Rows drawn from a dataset
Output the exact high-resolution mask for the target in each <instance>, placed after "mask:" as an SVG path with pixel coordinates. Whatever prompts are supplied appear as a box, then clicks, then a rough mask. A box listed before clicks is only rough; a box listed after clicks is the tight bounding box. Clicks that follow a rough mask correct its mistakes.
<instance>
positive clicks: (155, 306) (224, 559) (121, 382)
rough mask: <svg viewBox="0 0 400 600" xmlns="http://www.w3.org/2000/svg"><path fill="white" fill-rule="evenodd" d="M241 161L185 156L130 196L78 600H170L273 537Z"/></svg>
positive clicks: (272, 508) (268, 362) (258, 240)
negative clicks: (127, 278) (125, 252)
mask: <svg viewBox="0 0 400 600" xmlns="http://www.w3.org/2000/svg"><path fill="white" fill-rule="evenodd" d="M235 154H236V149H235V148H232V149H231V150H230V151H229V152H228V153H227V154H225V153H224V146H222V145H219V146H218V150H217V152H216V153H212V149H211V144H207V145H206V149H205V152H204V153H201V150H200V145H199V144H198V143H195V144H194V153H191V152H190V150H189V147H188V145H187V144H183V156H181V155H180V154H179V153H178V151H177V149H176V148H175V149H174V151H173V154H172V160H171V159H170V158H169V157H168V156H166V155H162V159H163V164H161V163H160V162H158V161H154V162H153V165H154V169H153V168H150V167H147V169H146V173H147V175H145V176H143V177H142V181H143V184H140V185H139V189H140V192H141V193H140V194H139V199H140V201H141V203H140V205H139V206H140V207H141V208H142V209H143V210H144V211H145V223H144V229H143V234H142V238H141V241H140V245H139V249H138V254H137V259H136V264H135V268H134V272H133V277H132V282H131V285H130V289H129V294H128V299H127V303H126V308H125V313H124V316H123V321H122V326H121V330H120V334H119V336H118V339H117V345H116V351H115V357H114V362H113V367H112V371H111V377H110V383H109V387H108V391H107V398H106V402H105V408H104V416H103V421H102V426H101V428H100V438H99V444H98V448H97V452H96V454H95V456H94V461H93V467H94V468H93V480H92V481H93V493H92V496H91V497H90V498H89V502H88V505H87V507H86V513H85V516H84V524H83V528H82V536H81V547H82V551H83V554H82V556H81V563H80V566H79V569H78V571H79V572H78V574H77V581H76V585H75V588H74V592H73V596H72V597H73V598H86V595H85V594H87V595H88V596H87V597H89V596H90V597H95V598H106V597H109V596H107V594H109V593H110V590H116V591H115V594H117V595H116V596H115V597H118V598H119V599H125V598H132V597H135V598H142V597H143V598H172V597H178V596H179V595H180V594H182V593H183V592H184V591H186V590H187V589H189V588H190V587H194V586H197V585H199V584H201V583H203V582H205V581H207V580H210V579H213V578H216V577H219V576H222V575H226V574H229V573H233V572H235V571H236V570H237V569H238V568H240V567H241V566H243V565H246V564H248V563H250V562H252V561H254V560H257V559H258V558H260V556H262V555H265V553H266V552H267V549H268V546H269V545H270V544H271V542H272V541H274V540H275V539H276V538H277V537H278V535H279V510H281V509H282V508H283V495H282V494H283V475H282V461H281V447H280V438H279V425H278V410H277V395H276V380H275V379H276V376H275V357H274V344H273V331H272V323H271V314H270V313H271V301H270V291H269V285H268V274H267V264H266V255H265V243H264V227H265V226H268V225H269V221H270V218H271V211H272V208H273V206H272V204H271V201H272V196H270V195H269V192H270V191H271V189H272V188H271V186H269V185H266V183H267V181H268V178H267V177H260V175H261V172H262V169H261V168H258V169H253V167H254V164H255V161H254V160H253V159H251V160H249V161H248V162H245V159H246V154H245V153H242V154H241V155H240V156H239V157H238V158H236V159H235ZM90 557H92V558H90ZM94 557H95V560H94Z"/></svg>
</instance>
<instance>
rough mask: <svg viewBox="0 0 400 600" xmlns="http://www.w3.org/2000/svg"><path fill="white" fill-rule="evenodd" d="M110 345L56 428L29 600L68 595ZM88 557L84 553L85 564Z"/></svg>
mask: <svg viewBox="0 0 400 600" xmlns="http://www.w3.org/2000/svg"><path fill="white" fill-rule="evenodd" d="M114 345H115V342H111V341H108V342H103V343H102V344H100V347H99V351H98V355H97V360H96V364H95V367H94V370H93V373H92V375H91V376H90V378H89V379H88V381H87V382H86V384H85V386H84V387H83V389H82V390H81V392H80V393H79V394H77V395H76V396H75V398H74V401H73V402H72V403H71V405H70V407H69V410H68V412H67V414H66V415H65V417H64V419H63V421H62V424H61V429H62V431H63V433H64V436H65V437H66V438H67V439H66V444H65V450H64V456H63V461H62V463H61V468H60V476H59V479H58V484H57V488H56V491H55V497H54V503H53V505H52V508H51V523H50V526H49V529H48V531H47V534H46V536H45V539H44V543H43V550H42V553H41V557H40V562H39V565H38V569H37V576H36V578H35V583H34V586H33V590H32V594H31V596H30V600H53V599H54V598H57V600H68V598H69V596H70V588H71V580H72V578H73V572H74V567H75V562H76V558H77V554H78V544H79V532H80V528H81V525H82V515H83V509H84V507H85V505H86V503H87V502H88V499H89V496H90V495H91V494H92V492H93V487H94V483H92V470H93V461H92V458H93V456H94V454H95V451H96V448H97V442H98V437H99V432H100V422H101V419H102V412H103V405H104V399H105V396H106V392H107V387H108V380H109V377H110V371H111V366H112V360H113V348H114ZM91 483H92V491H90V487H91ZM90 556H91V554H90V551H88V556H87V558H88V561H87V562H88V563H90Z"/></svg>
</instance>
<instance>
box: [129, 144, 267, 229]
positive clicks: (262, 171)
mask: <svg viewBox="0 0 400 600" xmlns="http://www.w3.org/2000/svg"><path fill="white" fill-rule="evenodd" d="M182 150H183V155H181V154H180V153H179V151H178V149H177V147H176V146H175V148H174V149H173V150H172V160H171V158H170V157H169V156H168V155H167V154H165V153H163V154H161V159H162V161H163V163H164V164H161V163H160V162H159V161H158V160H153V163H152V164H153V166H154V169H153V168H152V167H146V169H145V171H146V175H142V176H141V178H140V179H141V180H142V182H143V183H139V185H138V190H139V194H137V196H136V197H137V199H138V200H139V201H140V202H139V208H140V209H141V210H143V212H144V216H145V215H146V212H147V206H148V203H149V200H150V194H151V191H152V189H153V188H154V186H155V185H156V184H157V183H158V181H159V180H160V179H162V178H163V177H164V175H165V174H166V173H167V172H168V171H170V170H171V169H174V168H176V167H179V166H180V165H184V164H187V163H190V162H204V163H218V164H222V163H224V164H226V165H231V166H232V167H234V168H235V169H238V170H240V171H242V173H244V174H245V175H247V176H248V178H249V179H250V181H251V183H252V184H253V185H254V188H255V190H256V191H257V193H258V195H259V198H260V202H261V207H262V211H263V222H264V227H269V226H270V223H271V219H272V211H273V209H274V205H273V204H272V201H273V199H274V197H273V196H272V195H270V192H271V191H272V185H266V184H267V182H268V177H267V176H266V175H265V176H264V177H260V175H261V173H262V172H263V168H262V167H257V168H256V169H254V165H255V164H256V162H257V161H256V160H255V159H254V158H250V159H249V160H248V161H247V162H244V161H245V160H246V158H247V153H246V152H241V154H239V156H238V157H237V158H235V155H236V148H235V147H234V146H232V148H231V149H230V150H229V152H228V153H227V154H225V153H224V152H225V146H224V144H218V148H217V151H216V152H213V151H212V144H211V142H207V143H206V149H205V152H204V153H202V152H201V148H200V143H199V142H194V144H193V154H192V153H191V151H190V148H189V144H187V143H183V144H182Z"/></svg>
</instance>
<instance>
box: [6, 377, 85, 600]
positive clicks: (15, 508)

Required work: Convert every line of the rows above into a Markdown table with a column n for the line number and a column Line for the line itself. Omit blank lines.

Reply:
| n | Line |
|---|---|
| 1 | Output the exact high-resolution mask for the target in each <instance>, placed after "mask:" as an SVG path with pixel coordinates. Whatever prompts are supplied appear as a box, then clicks, then a rough mask. A box listed before clicks is only rough; a box listed after clicks is the tight bounding box. Clicks that follow a rough mask correct its mistakes. |
| 2 | <instance> |
| 3 | positive clicks: (155, 306) (224, 559) (121, 382) |
| 4 | rough mask: <svg viewBox="0 0 400 600" xmlns="http://www.w3.org/2000/svg"><path fill="white" fill-rule="evenodd" d="M241 161L185 156L130 196L78 600H170L273 537Z"/></svg> |
| 5 | positive clicks: (272, 508) (268, 362) (258, 240) |
| 6 | negative clicks: (127, 278) (125, 252) |
| 7 | mask: <svg viewBox="0 0 400 600" xmlns="http://www.w3.org/2000/svg"><path fill="white" fill-rule="evenodd" d="M235 154H236V149H235V148H232V149H231V150H230V151H229V152H228V153H227V154H225V153H224V146H222V145H219V146H218V150H217V152H216V153H212V149H211V144H207V145H206V149H205V152H204V153H201V150H200V145H199V144H198V143H195V144H194V153H191V152H190V150H189V147H188V145H187V144H183V156H181V155H180V154H179V153H178V151H177V149H176V148H175V149H174V151H173V154H172V160H171V159H170V158H169V157H168V156H166V155H162V159H163V164H161V163H160V162H158V161H154V162H153V165H154V169H153V168H150V167H147V169H146V173H147V175H145V176H143V177H142V181H143V184H140V185H139V189H140V192H141V193H140V194H139V199H140V201H141V203H140V205H139V206H140V207H141V208H142V209H143V210H144V211H145V223H144V229H143V234H142V238H141V241H140V245H139V249H138V254H137V259H136V264H135V268H134V272H133V277H132V282H131V285H130V289H129V294H128V299H127V303H126V308H125V313H124V316H123V321H122V326H121V330H120V334H119V336H118V339H117V345H116V351H115V357H114V362H113V367H112V371H111V377H110V383H109V387H108V391H107V398H106V402H105V408H104V416H103V421H102V426H101V428H100V438H99V444H98V448H97V452H96V454H95V456H94V461H93V467H94V468H93V480H92V481H93V493H92V496H91V497H90V498H89V502H88V505H87V507H86V513H85V516H84V524H83V528H82V536H81V547H82V551H83V554H82V556H81V563H80V566H79V569H78V571H79V572H78V574H77V581H76V585H75V588H74V592H73V596H72V597H73V598H86V595H85V594H87V595H88V596H87V597H89V596H90V597H95V598H106V597H109V596H107V594H109V593H110V590H116V591H115V594H117V595H116V596H115V597H118V598H119V599H125V598H132V597H135V598H142V597H143V598H172V597H178V596H179V595H180V594H182V593H183V592H184V591H186V590H187V589H189V588H190V587H194V586H197V585H199V584H201V583H203V582H205V581H207V580H210V579H213V578H216V577H219V576H222V575H226V574H229V573H233V572H235V571H236V570H237V569H238V568H240V567H241V566H243V565H246V564H248V563H250V562H252V561H254V560H257V559H258V558H260V556H262V555H265V553H266V552H267V549H268V546H269V545H270V544H271V542H272V541H274V540H275V539H276V538H277V537H278V535H279V510H281V509H282V508H283V495H282V494H283V475H282V461H281V447H280V438H279V425H278V410H277V395H276V380H275V379H276V376H275V357H274V344H273V331H272V323H271V314H270V313H271V301H270V291H269V285H268V274H267V264H266V255H265V243H264V227H265V226H268V225H269V221H270V218H271V211H272V208H273V206H272V204H271V201H272V196H270V195H269V192H270V191H271V189H272V188H271V186H269V185H266V183H267V181H268V178H267V177H260V175H261V172H262V169H261V168H258V169H253V167H254V164H255V161H254V160H253V159H251V160H249V161H248V162H245V159H246V154H245V153H242V154H241V155H240V156H239V157H238V158H236V159H235ZM90 557H92V558H90ZM94 557H95V560H94Z"/></svg> |
| 8 | </instance> |
| 9 | <instance> |
| 10 | rough mask: <svg viewBox="0 0 400 600" xmlns="http://www.w3.org/2000/svg"><path fill="white" fill-rule="evenodd" d="M110 345L56 428L29 600L68 595ZM88 557L84 553L85 564Z"/></svg> |
| 11 | mask: <svg viewBox="0 0 400 600" xmlns="http://www.w3.org/2000/svg"><path fill="white" fill-rule="evenodd" d="M114 345H115V342H111V341H108V342H103V343H102V344H100V347H99V351H98V355H97V360H96V364H95V367H94V370H93V373H92V375H91V376H90V378H89V379H88V381H87V382H86V384H85V386H84V387H83V389H82V390H81V392H80V393H79V394H77V395H76V396H75V398H74V401H73V402H72V403H71V405H70V407H69V410H68V412H67V414H66V415H65V417H64V419H63V421H62V424H61V429H62V431H63V433H64V436H65V437H66V438H67V439H66V444H65V450H64V456H63V461H62V463H61V468H60V476H59V479H58V484H57V488H56V491H55V497H54V503H53V505H52V508H51V523H50V526H49V529H48V531H47V534H46V536H45V539H44V543H43V550H42V553H41V557H40V562H39V565H38V569H37V576H36V578H35V583H34V586H33V590H32V594H31V596H30V600H53V599H54V598H57V600H68V598H69V596H70V588H71V580H72V578H73V572H74V567H75V562H76V558H77V554H78V544H79V532H80V528H81V525H82V515H83V509H84V507H85V505H86V503H87V502H88V499H89V496H90V495H91V494H92V492H93V487H94V483H92V470H93V461H92V458H93V456H94V454H95V451H96V448H97V442H98V437H99V432H100V422H101V419H102V412H103V405H104V399H105V396H106V392H107V387H108V380H109V377H110V371H111V366H112V360H113V348H114ZM91 483H92V491H90V487H91ZM90 556H91V554H90V551H88V556H87V558H88V561H87V562H88V563H90Z"/></svg> |
| 12 | </instance> |
| 13 | <instance> |
| 14 | box: [129, 144, 267, 229] |
| 15 | positive clicks: (262, 171) |
| 16 | mask: <svg viewBox="0 0 400 600" xmlns="http://www.w3.org/2000/svg"><path fill="white" fill-rule="evenodd" d="M182 150H183V155H181V154H180V153H179V151H178V149H177V147H176V146H175V148H174V149H173V150H172V160H171V158H170V157H169V156H168V155H167V154H165V153H163V154H161V159H162V161H163V163H164V164H161V163H160V162H159V161H158V160H153V163H152V164H153V166H154V169H153V168H152V167H146V169H145V171H146V175H142V176H141V178H140V179H141V180H142V182H143V183H139V185H138V190H139V194H137V196H136V197H137V199H138V200H139V201H140V202H139V208H140V209H141V210H143V212H144V216H145V215H146V212H147V206H148V203H149V200H150V194H151V191H152V189H153V188H154V186H155V185H156V184H157V183H158V181H159V180H160V179H162V178H163V177H164V175H165V174H166V173H167V172H168V171H170V170H171V169H174V168H176V167H179V166H180V165H184V164H187V163H190V162H204V163H218V164H222V163H224V164H226V165H231V166H232V167H234V168H235V169H238V170H240V171H242V173H244V174H245V175H247V176H248V178H249V179H250V181H251V183H252V184H253V185H254V188H255V190H256V191H257V193H258V195H259V198H260V202H261V207H262V211H263V222H264V227H269V226H270V223H271V219H272V211H273V209H274V205H273V204H272V201H273V199H274V197H273V196H272V195H270V192H271V191H272V185H266V184H267V182H268V177H267V176H266V175H265V176H264V177H260V175H261V173H262V172H263V168H262V167H257V168H256V169H254V165H255V164H256V162H257V161H256V160H255V159H254V158H250V159H249V160H248V161H247V162H244V161H245V160H246V158H247V153H246V152H241V154H239V156H238V157H237V158H235V155H236V148H235V147H234V146H232V148H231V149H230V150H229V152H228V153H227V154H225V153H224V152H225V146H224V144H218V148H217V151H216V152H213V151H212V144H211V142H207V143H206V149H205V152H204V153H202V152H201V148H200V143H199V142H194V144H193V154H192V153H191V151H190V148H189V144H187V143H183V144H182Z"/></svg> |
| 17 | </instance> |
| 18 | <instance> |
| 19 | box: [6, 377, 85, 600] |
| 20 | positive clicks: (15, 508) |